● Stated goal
Reproduce exactly, with no other output, every line of the data below from the line containing "Where can the dam" to the end, inclusive.

Point labeling dataset excerpts:
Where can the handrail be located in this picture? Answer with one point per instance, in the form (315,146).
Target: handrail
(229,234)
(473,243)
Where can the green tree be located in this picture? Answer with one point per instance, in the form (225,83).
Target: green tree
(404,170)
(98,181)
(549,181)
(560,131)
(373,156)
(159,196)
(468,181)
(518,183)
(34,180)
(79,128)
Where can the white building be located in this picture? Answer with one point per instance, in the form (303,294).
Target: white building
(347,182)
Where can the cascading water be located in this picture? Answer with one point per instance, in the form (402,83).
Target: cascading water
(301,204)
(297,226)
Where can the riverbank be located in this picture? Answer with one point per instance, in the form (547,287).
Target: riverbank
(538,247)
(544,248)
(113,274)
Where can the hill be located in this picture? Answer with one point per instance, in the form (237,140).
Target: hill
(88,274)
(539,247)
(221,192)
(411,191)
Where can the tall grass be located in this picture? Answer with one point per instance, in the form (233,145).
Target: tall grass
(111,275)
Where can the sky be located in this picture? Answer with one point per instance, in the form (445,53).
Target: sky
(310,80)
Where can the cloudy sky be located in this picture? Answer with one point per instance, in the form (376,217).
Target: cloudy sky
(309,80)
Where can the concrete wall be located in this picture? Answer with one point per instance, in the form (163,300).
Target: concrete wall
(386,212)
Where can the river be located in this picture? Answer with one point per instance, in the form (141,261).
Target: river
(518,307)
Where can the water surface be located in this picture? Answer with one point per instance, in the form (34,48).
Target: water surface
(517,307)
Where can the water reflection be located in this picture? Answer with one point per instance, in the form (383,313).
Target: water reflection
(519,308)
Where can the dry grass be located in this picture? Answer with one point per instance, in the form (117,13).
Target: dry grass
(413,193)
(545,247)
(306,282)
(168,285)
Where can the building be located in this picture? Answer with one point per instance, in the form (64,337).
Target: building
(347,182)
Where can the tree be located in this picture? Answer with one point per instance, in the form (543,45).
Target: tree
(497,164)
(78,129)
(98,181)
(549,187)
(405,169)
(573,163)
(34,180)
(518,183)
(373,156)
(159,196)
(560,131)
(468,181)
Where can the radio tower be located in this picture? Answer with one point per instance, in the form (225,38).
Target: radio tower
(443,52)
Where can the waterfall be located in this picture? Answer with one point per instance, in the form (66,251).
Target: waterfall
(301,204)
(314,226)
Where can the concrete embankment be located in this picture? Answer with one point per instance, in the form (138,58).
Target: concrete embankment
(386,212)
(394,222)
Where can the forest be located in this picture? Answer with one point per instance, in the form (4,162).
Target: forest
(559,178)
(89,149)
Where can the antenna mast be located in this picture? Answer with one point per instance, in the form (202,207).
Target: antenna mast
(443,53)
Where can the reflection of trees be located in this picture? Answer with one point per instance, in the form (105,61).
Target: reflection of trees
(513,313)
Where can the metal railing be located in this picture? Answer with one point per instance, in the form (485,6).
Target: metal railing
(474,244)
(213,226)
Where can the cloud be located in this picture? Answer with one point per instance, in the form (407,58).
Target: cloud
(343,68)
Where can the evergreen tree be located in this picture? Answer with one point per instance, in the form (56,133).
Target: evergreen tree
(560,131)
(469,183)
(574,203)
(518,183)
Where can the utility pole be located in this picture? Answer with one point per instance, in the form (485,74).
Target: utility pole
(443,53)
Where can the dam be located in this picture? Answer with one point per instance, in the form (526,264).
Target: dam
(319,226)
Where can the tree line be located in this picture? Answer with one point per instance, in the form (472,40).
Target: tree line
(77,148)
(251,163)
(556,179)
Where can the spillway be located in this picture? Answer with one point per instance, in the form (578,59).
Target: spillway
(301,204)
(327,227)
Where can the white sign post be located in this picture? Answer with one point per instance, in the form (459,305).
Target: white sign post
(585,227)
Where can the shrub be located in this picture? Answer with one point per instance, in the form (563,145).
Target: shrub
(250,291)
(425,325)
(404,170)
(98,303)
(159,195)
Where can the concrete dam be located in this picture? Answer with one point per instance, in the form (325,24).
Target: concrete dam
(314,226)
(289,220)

● Response to this task
Where can the dam be located in this picture? Answer with one point per instance, in the form (526,264).
Target: dam
(319,226)
Where can the tree line be located in this picture? Answer with one point per instance, in the form (472,40).
Target: tree line
(77,148)
(251,163)
(556,179)
Where can the spillway be located in this picture? Answer with one point per instance, in the form (578,59).
Target: spillway
(301,204)
(327,227)
Where can the white sign post be located in this picture? Answer with one point per instance, in the form (459,305).
Target: white sign post
(585,227)
Where can the shrub be located in this picture? Answer with one point per instance, in the form (563,145).
Target: shrub
(250,291)
(425,325)
(404,170)
(98,303)
(159,195)
Where can the concrete dam be located in this picture? Answer with one point per instance, in the form (325,24).
Target: concrete dam
(314,226)
(289,220)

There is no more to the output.